DATASET RECORDS:
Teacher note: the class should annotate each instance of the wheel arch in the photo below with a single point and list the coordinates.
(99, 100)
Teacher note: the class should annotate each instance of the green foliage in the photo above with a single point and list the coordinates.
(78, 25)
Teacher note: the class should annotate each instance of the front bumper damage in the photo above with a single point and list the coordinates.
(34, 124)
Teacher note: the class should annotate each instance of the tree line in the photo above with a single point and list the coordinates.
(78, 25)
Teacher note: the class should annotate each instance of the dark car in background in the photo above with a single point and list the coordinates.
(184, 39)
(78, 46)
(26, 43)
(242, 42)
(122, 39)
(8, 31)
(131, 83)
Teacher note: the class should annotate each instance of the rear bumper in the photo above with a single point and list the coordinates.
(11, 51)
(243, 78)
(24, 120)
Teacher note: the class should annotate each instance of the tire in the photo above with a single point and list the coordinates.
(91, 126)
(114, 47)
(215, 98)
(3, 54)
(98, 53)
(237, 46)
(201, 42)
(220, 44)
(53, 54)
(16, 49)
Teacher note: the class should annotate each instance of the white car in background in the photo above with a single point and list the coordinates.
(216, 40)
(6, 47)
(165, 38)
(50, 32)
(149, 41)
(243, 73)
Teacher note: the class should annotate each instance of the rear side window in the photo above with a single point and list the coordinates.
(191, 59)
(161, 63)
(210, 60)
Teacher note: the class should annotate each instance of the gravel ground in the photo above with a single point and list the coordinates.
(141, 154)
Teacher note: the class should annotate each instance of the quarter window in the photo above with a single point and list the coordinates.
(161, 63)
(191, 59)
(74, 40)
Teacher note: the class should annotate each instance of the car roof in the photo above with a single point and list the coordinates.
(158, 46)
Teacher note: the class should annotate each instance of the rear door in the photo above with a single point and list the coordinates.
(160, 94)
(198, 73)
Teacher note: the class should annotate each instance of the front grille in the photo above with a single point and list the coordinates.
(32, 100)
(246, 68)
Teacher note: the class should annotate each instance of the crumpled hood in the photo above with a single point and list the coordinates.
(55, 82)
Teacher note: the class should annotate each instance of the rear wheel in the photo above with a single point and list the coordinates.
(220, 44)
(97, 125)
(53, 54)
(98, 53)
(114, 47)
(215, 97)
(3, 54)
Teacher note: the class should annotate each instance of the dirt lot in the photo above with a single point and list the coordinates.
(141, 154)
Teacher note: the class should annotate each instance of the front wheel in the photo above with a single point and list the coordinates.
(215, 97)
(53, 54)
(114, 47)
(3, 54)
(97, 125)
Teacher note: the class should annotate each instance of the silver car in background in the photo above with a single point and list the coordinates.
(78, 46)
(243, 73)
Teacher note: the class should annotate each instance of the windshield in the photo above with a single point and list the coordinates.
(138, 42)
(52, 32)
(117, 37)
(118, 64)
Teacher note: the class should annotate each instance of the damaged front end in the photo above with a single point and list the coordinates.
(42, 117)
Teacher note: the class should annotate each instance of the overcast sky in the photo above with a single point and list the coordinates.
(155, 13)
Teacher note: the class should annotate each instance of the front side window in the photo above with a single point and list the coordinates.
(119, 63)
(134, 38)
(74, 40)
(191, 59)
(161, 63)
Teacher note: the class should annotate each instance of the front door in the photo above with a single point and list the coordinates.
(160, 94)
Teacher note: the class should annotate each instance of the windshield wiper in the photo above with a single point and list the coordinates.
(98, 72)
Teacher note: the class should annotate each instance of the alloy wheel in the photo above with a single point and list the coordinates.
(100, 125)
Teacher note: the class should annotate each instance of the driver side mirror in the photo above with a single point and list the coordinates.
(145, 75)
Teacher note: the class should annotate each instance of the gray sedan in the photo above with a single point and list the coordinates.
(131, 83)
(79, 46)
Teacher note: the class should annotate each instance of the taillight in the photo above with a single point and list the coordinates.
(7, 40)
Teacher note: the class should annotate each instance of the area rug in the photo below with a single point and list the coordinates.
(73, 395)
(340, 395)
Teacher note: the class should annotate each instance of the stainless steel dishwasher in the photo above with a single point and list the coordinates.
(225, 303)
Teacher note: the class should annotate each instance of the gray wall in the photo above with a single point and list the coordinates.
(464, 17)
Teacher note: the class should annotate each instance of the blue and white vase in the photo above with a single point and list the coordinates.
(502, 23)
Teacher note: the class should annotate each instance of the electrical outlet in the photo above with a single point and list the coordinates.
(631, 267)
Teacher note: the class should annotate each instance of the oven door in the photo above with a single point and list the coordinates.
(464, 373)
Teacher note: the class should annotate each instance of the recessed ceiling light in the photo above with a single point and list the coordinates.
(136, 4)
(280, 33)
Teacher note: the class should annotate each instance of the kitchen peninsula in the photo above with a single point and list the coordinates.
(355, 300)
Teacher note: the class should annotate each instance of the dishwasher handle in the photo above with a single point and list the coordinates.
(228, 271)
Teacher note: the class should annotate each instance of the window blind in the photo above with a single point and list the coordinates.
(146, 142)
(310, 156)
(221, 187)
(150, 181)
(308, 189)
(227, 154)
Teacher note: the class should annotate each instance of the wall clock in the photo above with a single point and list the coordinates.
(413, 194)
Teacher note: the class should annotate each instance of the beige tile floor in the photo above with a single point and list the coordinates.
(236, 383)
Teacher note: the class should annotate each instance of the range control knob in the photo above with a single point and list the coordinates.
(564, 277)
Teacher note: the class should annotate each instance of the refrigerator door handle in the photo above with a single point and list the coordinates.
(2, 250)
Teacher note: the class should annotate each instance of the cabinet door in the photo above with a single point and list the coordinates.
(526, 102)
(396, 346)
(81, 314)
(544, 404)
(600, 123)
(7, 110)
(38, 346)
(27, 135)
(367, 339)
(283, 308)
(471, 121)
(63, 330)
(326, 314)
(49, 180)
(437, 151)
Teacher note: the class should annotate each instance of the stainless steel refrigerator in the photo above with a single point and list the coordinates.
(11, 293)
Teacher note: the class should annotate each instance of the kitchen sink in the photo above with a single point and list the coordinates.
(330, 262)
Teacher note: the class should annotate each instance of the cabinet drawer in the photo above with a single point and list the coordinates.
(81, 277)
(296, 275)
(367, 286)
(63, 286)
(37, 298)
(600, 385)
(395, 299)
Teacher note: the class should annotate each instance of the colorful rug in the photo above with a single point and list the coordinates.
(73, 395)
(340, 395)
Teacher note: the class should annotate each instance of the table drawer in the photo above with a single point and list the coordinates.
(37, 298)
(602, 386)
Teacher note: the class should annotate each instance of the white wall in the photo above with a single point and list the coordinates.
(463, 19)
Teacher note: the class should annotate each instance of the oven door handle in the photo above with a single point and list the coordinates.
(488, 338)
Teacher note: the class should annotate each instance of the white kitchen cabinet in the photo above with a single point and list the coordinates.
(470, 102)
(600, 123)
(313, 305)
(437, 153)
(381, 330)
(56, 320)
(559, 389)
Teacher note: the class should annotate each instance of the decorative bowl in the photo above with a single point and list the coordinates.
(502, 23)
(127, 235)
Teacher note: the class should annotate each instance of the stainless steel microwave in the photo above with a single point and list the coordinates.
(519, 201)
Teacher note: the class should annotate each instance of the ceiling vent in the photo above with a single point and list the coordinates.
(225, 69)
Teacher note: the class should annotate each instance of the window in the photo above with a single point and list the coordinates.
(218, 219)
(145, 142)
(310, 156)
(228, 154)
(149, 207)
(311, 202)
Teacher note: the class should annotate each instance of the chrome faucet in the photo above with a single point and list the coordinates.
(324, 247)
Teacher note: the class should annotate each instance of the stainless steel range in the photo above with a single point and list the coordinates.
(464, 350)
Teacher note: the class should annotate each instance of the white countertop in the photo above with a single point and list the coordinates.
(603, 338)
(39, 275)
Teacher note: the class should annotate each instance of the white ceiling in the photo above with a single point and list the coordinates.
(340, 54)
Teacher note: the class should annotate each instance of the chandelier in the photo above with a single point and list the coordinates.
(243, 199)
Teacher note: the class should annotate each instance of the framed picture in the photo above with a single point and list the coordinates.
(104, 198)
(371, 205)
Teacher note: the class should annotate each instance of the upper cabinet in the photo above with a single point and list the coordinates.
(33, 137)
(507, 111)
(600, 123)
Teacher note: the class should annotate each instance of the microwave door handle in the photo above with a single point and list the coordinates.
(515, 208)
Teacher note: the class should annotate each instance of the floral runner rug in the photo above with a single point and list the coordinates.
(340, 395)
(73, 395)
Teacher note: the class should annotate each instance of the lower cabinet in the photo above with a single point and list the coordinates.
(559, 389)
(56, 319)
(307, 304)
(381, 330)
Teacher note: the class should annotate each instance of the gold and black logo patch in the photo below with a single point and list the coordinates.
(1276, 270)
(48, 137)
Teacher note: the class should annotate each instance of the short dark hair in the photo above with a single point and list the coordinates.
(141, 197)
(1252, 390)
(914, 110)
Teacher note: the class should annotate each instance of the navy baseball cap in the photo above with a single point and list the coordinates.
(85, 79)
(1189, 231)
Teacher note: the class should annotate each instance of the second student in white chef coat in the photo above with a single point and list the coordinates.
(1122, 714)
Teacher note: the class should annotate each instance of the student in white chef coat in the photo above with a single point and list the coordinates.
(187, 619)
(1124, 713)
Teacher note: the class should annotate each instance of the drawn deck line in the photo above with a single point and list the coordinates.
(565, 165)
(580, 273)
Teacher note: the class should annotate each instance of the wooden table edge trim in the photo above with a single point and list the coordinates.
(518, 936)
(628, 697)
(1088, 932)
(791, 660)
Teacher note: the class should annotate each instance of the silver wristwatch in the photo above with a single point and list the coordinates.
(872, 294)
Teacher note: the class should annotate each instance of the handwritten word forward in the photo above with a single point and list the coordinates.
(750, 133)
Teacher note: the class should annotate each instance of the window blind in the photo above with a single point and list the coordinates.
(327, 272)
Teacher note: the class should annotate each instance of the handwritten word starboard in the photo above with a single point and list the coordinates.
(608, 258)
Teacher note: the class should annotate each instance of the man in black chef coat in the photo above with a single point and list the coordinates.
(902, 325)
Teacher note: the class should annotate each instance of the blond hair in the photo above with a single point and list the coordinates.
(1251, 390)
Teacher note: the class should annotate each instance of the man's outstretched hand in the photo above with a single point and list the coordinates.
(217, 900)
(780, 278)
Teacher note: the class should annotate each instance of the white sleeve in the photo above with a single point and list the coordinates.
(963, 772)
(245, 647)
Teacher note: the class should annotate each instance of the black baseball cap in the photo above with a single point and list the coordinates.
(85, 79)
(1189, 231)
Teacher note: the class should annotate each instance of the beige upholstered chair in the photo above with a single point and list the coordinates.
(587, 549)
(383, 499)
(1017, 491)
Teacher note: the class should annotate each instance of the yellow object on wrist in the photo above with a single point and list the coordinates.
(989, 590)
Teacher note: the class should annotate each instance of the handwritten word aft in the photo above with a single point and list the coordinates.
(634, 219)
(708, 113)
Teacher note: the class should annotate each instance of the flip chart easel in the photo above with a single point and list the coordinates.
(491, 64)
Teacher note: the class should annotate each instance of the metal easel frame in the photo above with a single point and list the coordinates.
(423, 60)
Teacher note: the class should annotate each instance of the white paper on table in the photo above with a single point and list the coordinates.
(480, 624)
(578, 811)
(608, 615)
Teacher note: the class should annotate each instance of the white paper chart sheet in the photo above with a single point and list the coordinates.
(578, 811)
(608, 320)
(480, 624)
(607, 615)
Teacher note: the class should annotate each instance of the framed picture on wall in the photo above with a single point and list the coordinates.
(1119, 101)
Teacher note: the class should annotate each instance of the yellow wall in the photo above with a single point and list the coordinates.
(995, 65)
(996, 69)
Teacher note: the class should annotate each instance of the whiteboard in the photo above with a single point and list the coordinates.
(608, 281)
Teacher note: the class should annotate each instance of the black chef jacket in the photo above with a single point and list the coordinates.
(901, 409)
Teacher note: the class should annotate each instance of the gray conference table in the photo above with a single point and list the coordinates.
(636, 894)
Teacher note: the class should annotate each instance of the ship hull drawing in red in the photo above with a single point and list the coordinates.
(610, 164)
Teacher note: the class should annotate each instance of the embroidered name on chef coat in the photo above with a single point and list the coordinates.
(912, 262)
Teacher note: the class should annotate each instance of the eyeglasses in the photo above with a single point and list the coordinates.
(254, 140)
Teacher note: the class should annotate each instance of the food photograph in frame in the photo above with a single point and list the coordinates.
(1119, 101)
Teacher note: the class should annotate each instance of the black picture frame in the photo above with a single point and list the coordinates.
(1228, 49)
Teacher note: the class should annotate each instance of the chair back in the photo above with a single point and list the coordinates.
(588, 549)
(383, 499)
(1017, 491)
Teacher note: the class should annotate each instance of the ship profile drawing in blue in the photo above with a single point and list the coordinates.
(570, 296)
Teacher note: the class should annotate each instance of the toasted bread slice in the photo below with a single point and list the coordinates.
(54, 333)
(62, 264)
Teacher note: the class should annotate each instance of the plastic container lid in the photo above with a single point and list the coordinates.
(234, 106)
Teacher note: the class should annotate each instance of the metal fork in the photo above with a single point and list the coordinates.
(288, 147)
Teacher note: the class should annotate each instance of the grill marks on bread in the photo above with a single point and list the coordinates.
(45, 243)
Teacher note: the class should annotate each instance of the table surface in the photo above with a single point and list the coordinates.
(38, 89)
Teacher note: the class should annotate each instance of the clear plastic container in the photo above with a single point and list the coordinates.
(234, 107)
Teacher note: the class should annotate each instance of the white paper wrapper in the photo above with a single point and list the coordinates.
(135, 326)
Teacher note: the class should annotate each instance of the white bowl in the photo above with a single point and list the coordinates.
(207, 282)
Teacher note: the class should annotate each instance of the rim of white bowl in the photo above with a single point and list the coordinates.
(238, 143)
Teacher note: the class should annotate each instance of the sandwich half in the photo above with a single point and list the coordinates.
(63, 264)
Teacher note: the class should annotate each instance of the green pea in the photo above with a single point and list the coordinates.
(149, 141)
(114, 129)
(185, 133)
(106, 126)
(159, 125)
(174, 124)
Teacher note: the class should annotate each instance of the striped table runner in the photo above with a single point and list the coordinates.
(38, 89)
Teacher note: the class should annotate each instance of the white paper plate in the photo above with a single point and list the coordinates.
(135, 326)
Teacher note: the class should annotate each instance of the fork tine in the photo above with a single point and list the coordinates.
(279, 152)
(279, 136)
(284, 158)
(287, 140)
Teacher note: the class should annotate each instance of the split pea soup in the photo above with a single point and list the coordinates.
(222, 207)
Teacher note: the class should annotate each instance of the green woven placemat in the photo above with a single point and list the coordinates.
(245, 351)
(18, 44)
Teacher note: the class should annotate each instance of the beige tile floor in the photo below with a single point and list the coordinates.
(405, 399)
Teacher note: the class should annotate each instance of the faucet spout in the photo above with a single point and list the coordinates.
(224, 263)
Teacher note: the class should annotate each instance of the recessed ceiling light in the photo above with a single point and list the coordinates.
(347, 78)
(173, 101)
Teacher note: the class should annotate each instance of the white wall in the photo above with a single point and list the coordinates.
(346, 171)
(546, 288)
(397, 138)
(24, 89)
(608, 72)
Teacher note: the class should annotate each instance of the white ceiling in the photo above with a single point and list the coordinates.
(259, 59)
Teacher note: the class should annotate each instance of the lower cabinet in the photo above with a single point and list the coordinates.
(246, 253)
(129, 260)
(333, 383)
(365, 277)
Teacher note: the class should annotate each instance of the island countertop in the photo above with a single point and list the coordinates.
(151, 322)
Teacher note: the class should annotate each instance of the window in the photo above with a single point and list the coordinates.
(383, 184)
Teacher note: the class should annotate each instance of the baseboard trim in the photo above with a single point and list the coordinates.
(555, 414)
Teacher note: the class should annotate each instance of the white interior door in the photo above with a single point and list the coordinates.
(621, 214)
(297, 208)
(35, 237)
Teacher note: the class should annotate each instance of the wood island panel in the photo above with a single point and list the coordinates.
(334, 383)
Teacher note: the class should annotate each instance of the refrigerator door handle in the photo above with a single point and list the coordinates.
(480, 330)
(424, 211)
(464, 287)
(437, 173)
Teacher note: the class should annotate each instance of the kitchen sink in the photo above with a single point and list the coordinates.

TASK INSTRUCTIONS:
An exact repeat of the lines from the one containing "of the baseboard" through the final line above, both included, is the whole answer.

OUTPUT BELOW:
Teacher note: the class should annotate each instance of the baseboard trim in the photo above with a single point and list the coordinates.
(555, 414)
Teacher note: the class should annotate each instance of the white interior door in the photo above with a single point and list the coordinates.
(621, 214)
(297, 208)
(35, 237)
Teacher note: the class should annotate each instance of the wood island panel in the photo above with a single point and list the coordinates.
(334, 383)
Teacher note: the class should annotate each instance of the refrigerator door handle in the photo above with a single point and list the coordinates.
(480, 330)
(424, 211)
(464, 287)
(437, 173)
Teacher note: the class should annotate each instance of the kitchen sink in the photo above with a single point and list the coordinates.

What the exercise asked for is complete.